— start of DATA FOR THIS TASK —
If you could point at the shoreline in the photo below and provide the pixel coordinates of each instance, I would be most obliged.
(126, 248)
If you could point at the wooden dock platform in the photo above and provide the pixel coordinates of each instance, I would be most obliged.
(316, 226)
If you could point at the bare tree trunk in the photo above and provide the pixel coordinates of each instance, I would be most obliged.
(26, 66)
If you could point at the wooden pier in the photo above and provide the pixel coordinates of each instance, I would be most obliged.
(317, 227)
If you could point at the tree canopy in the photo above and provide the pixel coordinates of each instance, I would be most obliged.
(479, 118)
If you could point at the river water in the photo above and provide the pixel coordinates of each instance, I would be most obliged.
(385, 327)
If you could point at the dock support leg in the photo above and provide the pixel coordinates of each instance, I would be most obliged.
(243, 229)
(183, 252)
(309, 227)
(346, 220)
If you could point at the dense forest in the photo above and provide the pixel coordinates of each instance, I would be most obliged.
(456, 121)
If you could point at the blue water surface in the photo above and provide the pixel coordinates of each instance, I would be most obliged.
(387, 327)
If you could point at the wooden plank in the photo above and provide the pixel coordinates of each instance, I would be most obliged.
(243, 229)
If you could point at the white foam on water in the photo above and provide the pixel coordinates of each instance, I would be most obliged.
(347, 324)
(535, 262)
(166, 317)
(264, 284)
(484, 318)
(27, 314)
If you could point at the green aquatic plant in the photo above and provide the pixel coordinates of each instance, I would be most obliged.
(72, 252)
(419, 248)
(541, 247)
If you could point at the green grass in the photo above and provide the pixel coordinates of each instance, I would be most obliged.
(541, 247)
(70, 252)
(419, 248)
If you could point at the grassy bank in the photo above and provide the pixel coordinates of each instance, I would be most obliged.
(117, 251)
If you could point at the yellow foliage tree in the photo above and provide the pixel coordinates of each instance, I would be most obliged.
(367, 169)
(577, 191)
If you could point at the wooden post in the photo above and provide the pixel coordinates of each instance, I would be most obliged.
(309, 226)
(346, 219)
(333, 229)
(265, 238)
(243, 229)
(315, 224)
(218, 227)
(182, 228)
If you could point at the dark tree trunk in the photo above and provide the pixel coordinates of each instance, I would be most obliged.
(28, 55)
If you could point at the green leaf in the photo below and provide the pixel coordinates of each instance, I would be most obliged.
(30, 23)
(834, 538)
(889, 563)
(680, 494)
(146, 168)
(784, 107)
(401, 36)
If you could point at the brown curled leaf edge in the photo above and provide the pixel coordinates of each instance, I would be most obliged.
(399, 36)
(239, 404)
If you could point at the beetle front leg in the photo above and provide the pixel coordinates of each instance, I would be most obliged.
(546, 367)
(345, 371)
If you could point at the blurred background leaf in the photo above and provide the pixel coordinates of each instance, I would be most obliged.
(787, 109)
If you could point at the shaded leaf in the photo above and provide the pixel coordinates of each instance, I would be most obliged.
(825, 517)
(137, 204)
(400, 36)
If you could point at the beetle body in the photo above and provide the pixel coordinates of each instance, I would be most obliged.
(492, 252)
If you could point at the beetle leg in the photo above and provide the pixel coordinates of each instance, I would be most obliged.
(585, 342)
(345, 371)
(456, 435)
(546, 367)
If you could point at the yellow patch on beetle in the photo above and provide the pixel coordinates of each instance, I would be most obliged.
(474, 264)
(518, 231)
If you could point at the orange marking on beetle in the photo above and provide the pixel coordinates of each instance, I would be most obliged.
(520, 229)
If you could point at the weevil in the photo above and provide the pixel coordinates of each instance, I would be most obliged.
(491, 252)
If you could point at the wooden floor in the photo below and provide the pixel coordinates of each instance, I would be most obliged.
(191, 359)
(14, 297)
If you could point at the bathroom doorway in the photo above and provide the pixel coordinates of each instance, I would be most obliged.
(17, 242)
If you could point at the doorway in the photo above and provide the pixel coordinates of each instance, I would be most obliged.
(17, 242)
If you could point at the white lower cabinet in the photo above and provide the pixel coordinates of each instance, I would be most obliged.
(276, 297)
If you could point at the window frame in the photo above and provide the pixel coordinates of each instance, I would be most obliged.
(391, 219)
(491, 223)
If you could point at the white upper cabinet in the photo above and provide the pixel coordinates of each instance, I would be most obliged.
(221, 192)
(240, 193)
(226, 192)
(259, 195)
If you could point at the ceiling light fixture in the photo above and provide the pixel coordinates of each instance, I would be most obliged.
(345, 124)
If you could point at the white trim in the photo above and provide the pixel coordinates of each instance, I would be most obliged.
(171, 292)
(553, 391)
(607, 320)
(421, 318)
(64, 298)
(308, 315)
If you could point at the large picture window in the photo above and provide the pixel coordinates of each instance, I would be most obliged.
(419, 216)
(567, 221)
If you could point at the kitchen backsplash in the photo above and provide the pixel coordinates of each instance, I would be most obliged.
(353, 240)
— end of DATA FOR THIS TASK —
— start of DATA FOR THIS TASK —
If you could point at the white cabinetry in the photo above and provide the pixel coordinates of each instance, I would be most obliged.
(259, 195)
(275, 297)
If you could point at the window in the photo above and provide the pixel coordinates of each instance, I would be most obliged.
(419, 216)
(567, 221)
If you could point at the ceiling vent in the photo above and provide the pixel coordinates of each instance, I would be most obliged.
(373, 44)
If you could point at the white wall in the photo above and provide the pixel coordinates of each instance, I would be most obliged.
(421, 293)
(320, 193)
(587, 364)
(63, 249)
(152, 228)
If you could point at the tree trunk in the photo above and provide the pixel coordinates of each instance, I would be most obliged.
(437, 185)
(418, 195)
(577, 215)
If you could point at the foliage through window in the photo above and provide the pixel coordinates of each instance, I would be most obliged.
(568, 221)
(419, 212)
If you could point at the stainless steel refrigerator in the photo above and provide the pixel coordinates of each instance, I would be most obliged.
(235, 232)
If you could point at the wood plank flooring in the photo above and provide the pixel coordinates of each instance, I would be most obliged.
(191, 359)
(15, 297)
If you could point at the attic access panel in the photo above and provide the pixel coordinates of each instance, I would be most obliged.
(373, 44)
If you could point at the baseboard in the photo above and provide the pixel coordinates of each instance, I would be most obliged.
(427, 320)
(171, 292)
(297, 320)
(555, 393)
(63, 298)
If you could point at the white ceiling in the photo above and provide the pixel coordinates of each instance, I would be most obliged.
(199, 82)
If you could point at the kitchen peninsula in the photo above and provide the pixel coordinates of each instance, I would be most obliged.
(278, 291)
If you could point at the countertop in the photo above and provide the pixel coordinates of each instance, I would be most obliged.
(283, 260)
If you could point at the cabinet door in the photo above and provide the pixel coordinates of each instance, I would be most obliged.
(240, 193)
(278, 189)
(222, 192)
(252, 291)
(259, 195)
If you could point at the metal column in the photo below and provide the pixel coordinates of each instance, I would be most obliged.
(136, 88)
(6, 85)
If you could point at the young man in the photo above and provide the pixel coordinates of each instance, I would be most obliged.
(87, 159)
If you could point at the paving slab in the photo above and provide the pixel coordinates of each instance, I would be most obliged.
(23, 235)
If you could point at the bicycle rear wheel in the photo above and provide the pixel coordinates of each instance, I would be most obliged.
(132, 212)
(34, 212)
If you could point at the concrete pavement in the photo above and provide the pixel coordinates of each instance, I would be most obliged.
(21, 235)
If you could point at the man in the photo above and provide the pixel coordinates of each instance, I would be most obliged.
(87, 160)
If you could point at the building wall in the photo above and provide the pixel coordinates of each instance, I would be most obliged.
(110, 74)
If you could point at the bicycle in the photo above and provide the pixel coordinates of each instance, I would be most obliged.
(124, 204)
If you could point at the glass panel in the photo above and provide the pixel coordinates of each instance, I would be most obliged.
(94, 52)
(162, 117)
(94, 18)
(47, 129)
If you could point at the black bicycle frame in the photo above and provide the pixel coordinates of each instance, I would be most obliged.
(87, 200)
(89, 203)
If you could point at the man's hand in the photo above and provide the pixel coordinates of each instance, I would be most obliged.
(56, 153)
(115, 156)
— end of DATA FOR THIS TASK —
— start of DATA FOR THIS TASK —
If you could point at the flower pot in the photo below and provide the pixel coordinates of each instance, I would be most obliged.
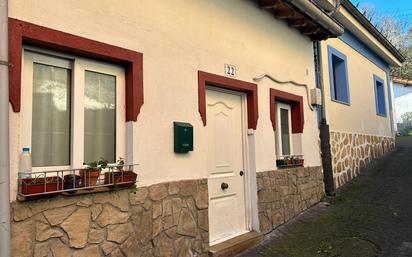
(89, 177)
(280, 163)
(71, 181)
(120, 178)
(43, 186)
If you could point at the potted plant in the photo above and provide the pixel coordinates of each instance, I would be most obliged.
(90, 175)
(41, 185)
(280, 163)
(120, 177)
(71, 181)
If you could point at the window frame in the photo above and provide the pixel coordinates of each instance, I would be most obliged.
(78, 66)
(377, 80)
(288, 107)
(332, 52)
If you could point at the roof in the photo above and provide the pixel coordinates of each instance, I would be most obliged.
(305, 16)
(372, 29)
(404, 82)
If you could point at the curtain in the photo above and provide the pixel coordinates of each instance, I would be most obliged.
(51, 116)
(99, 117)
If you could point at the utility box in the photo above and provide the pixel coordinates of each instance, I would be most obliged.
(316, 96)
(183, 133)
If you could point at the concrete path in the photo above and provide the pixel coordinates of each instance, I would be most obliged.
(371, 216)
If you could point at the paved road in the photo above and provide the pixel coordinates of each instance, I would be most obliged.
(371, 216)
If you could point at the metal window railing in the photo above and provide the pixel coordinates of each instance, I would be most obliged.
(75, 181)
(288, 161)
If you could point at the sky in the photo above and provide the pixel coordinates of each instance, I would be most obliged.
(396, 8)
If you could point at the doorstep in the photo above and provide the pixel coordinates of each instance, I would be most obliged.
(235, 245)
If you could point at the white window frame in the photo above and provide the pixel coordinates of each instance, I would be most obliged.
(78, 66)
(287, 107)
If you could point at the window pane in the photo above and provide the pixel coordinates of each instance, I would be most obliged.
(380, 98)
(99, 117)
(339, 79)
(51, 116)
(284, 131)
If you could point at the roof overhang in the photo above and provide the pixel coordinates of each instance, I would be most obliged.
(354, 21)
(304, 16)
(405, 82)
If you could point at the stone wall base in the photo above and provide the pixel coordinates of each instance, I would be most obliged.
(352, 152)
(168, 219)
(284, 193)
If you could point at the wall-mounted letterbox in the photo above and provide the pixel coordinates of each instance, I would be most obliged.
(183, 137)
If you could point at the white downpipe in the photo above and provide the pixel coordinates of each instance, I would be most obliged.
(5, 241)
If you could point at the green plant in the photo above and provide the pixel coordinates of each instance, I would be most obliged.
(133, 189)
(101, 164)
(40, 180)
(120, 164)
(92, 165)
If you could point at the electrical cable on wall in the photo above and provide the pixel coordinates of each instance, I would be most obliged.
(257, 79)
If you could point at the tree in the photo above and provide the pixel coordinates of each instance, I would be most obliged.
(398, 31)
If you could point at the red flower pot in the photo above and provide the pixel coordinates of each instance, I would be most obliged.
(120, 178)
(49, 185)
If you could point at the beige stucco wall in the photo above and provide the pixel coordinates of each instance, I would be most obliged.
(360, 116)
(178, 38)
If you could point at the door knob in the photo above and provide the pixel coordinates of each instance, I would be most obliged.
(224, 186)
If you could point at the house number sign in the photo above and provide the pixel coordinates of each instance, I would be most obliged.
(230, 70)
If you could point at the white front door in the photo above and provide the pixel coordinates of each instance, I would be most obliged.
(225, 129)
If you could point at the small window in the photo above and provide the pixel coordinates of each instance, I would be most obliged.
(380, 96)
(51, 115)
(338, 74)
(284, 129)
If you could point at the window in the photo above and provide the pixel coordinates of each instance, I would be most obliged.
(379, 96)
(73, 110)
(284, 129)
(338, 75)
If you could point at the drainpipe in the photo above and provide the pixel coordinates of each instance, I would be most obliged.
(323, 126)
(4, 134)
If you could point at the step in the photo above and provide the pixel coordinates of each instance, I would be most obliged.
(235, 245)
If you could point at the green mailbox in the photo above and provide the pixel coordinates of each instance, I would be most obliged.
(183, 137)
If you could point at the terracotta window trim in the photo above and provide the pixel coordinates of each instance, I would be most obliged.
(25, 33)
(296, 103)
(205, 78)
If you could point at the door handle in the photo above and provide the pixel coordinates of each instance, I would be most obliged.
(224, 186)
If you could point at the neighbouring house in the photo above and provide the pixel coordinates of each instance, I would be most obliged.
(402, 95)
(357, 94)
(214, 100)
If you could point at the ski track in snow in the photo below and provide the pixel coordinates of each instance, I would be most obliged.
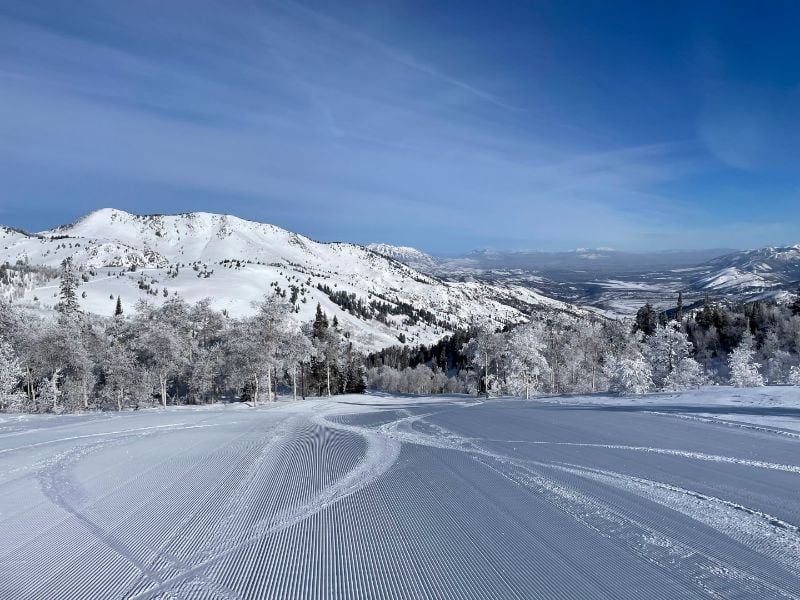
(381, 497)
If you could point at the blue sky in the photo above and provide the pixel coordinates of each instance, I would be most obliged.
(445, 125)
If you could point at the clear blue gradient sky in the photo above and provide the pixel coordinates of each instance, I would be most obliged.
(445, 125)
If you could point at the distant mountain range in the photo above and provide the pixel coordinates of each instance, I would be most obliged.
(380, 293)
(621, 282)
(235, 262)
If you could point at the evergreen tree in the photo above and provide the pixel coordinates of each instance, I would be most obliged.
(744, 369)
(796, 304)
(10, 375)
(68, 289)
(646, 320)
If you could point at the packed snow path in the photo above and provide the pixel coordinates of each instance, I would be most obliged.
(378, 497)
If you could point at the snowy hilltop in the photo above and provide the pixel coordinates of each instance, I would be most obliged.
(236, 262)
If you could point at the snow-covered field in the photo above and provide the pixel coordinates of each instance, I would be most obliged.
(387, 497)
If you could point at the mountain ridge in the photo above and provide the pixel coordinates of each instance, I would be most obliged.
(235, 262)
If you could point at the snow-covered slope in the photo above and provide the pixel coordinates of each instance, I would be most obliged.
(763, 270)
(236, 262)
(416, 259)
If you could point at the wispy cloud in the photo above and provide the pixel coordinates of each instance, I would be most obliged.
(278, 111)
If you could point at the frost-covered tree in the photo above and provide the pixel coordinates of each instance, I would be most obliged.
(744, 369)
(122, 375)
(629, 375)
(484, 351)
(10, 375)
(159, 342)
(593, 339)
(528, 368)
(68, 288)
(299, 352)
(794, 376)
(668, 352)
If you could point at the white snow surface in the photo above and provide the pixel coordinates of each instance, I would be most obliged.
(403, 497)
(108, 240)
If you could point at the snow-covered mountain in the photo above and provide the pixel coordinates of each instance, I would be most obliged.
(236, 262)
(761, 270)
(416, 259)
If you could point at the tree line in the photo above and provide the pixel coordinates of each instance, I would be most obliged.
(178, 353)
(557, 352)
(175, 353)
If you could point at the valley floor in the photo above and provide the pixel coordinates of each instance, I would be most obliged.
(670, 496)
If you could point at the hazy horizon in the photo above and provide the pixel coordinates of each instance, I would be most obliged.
— end of DATA FOR THIS TASK —
WHAT YOU ARE ASKED TO DO:
State how many of the lines above contain the string "plant", counting only matches with the same letter case. Give the number alone.

ANSWER TO THIS EXERCISE:
3